Rabu 23 Feb 2022 03:12 WIB

Menkeu: Pembiayaan Utang APBN Minus 101,8 Persen

Pembiayaan utang menurun karena terdapat pembayaran utang jatuh tempo.

Menteri Keuangan Sri Mulyani Indrawati
Foto: ANTARA/M Risyal Hidayat
Menteri Keuangan Sri Mulyani Indrawati

REPUBLIKA.CO.ID, JAKARTA -- Menteri Keuangan Sri Mulyani Indrawati mengatakan pembiayaan Anggaran Pendapatan dan Belanja Negara (APBN) di Januari 2022 tercatat minus 101,8 persen dari tahun lalu yang sebesar Rp 165,8 triliun. Kondisi tersebut artinya kebutuhan belanja negara telah dapat dipenuhi dari kas maupun penerimaan negara.

"Berarti kita bisa membiayai berasal dari kas yang ada maupun dari penerimaan negara baik dari sisi perpajakan, pajak, bea cukai, maupun PNBP," kata Sri Mulyani dalam konferensi pers APBN Kita, Selasa (22/2/2022).

Baca Juga

Pembiayaan APBN melalui utang tercatat menyusut Rp 3 triliun pada Januari 2022 atau minus 0,3 persen dari target APBN yang sebesar Rp 973,6 triliun sepanjang tahun 2022.

Menkeu merinci penerbitan Surat Berharga Negara (SBN) untuk penarikan utang di Januari 2022 tercatat susut Rp 15,9 triliun atau minus 1,6 persen dari target APBN Rp 991,3 triliun. Secara tahunan, pertumbuhannya minus 109,3 persen dibandingkan Rp 169,7 triliun di Januari 2021.

Ia mengatakan pembiayaan utang menurun karena terdapat pembayaran utang jatuh tempo dan belum diterbitkannya SBN valas seperti di awal tahun lalu. "Kita mengeluarkan SBN tahun lalu 2021 pada bulan pertama Rp 169,7 triliun. Tahun ini bulan Januari kita mengalami neto negatif Rp 15,9 triliun, artinya kita bayar utang lebih besar dari issuance (penerbitan utang)," ucap Sri Mulyani.

→ **Data Tercatat**:
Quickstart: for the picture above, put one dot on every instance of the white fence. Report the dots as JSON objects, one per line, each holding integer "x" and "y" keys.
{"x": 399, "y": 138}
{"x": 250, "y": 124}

→ **Petunjuk Tugas**:
[a] Tolong jelaskan mengapa pembiayaan utang APBN menurun pada Januari 2022 menurut kutipan.
[b] Berapa target pembiayaan APBN melalui utang sepanjang tahun 2022 menurut kutipan?
[c] Salin ulang seluruh bagian kutipan, mulai dari "Menkeu: Pembiayaan Utang" terus ke bawah sampai "Kita, Selasa (22/2/2022).".

→ **Jawaban yang Diberikan**:
[a] Pembiayaan utang menurun karena ada pembayaran utang yang jatuh tempo dan SBN valas belum diterbitkan seperti pada awal tahun lalu. Akibatnya, pembayaran utang lebih besar daripada penerbitan utang, sehingga penerbitan SBN pada Januari 2022 neto negatif Rp 15,9 triliun.

[b] Rp 973,6 triliun.

[c]
Menkeu: Pembiayaan Utang APBN Minus 101,8 Persen

Pembiayaan utang menurun karena terdapat pembayaran utang jatuh tempo.

Menteri Keuangan Sri Mulyani Indrawati
Foto: ANTARA/M Risyal Hidayat
Menteri Keuangan Sri Mulyani Indrawati

REPUBLIKA.CO.ID, JAKARTA -- Menteri Keuangan Sri Mulyani Indrawati mengatakan pembiayaan Anggaran Pendapatan dan Belanja Negara (APBN) di Januari 2022 tercatat minus 101,8 persen dari tahun lalu yang sebesar Rp 165,8 triliun. Kondisi tersebut artinya kebutuhan belanja negara telah dapat dipenuhi dari kas maupun penerimaan negara.

"Berarti kita bisa membiayai berasal dari kas yang ada maupun dari penerimaan negara baik dari sisi perpajakan, pajak, bea cukai, maupun PNBP," kata Sri Mulyani dalam konferensi pers APBN Kita, Selasa (22/2/2022).